**Exercise instructions:**
Continue the passage on training a filter so an instrument pickup sounds like a microphone, starting right after its third numbered step.

The instrumentalist plays a variety of chords, scales, harmonics, or a combination during training to allow the Training Algorithm to develop a Coefficient Set that will produce desirable results. This process generally takes a few minutes or less. During this training period, the instrumentalist sits (or stands) with the instrument at an appropriate distance from the microphone, typically 1 to 2 feet, with the pickup and microphone both connected to the device. The training period terminates either as dictated by the musician, or automatically when the Training Algorithm decides that the process is complete based on a quality metric. After the training process is complete, the microphone is no longer required and can be redeployed as a vocal Mic or disconnected if not needed. The Coefficient Set thus generated is unique to the specific combination of instrument, pickup, and microphone. This coefficient Set can be stored in nonvolatile memory for future use as well as present use.
Some implementations can store multiple profiles for several instruments, pickups, and microphone combinations. With a stored profile, no microphone is required for subsequent performances after the initial training session. The performer may advantageously reduce or substantially eliminate microphone feedback problems, and is not required to stand at a fixed distance from the microphone, in fact is free to move about the stage, constrained only by the cable connection to the device. Even that constraint is mitigated if a wireless instrument connection system is used.
For purposes of explanation and not limitation, an illustrative theory of operation for an exemplary implementation will now be described. In this illustrative example, assume there are two uniformly sampled signals available to the DSP via ADCs: pickup signal pic(n) and microphone signal mic(n). The algorithm is based on the assumption that mic(n) is a linear time invariant corrupted (filtered) version of pic(n). With that assumption pic(n), when convolved with the optimum set of linear filter coefficients, will generate a signal that is essentially the same as mic(n). Any linear aspects to the sound of mic(n) that depends on pic(n), will be captured by the filter to the extent that the filter tap set is long enough to encompass them. Extraneous room noise, as well as long room reverberation, will not be captured. Body resonances of the instrument, as well as the proper adjustments to undo any undesirable frequency response of the pickup, such as “piezo quack,” will be captured. The signal mic(n) can be thought of as being equal to pic(n) convolved with a Finite Impulse Response Filter (FIR) with a coefficient set referred to herein as cset. An exemplary purpose of the training algorithm may be to determine an estimate of this coefficient set cset. This coefficient set can be inserted in the coefficient memory of the FIR Filter, thus processing the pickup signal pic(n) such that it sounds like the microphone signal. An exemplary Training Algorithm may be described as follows:
1. The microphone and pickup input samples are buffered into blocks of size 4096 or greater samples, where the block size is larger than the filter size. The filter size typically ranges from 2048 to 8192 samples.
2. The input sample blocks are transformed into the frequency domain using FFTs.
3. The complex outputs of the FFTs are divided MIC(k)/PICKUP(k), to yield a frequency domain estimate of the deconvolution.

**Supplied records:**
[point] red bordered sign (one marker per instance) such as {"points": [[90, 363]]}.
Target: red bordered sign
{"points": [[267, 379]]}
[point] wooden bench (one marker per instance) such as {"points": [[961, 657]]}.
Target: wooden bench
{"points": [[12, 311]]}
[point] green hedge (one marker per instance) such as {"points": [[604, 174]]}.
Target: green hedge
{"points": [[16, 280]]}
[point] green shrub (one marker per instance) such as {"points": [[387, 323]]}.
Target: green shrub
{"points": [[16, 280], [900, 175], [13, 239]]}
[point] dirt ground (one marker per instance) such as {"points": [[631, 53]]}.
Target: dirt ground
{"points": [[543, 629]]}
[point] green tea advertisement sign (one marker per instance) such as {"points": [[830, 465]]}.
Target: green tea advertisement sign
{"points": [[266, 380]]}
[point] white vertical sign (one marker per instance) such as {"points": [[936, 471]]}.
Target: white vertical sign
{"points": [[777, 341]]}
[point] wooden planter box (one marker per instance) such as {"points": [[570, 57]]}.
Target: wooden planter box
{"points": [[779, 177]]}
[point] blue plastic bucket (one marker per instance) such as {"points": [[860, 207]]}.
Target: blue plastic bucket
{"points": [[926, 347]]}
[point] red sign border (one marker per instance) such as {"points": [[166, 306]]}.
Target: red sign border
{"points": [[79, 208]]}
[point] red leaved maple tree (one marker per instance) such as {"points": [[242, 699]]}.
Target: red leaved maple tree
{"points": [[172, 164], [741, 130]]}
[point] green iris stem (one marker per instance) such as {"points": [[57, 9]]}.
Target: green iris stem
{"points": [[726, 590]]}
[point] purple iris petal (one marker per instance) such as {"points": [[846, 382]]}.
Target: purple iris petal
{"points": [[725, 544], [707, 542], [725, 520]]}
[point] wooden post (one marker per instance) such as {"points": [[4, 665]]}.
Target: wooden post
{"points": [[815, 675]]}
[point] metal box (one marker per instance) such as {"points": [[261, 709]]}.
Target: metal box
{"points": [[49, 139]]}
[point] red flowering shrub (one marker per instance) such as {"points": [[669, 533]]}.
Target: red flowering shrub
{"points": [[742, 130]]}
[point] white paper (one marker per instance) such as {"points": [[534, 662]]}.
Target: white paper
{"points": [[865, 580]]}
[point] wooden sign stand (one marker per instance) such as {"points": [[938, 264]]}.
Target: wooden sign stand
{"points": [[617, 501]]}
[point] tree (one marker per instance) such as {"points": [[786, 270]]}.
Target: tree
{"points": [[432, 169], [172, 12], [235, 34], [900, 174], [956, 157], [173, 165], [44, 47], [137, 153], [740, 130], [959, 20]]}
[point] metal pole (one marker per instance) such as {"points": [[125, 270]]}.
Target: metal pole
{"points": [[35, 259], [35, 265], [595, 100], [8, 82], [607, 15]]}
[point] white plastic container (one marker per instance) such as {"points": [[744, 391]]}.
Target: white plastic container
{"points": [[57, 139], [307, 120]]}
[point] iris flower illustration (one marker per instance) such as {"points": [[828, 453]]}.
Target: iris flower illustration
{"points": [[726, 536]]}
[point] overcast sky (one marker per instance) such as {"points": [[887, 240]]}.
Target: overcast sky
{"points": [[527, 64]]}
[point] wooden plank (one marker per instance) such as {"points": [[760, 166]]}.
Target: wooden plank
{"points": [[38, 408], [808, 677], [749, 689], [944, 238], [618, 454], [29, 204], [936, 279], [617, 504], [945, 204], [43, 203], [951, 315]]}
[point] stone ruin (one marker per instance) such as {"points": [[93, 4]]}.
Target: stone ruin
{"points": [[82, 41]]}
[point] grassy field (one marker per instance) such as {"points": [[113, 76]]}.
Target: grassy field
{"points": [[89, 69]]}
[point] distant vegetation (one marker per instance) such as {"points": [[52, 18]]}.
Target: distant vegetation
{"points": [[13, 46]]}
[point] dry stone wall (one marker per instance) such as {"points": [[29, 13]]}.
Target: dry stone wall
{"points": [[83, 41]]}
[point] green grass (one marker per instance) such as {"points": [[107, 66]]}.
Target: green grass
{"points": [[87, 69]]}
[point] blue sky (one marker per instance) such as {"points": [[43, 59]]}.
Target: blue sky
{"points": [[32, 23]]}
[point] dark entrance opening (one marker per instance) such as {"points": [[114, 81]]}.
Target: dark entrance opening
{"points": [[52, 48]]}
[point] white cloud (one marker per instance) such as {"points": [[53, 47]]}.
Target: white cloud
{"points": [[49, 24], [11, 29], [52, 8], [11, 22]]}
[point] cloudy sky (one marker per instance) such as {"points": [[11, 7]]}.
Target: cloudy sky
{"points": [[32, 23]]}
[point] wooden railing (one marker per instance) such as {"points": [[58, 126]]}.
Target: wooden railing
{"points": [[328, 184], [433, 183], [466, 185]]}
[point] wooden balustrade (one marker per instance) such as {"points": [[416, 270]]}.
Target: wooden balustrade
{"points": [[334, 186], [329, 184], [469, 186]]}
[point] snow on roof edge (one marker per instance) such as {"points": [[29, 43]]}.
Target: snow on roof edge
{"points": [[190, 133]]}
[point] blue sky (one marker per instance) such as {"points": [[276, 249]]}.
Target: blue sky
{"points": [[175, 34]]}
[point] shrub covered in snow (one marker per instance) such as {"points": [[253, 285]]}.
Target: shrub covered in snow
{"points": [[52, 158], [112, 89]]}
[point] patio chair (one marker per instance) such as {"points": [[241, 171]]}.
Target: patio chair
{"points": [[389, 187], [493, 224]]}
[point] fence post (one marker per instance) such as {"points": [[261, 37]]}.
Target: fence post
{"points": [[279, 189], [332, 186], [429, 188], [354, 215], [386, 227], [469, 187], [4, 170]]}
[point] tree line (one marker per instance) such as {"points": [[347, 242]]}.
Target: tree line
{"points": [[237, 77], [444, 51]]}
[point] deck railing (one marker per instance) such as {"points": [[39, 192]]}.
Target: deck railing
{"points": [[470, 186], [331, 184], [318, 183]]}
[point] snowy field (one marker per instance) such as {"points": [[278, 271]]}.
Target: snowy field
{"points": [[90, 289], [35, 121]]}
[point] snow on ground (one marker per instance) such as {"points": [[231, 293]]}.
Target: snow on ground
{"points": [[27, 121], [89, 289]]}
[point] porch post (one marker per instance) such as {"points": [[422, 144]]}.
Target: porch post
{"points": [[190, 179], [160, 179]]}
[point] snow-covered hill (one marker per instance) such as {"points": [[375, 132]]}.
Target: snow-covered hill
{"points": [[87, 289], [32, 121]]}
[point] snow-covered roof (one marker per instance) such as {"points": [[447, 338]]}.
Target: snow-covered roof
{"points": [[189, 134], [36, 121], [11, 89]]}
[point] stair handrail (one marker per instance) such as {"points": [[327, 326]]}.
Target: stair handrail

**Result of the task:**
4. The quotient vector is tested to see if it would be a constructive contributor to the training accumulator. Testing is done by comparing the quotient vector to a model developed from the known characteristics of stringed instruments. If so, it is added to the accumulator. If not, it is discarded.
5. The training accumulator is tested periodically to see if a sufficiently good result has been achieved, by comparing it to a template of what a known good filter looks like. If not, training continues as more blocks are processed. If so, the training process is considered complete and stops.
6. The resulting primary filter, still in the frequency domain, is optionally processed to alter both magnitude and phase to further enhance characteristics that are desirable for performance. For example, magnitude smoothing of certain spectral points to improve feedback immunity, and minimum phase transformation to provide a more punchy timbre. Several derivations of the primary filter may be generated.
7. The resulting filters are converted to the time domain using an IFFT for use as FIR coefficients in the convolver.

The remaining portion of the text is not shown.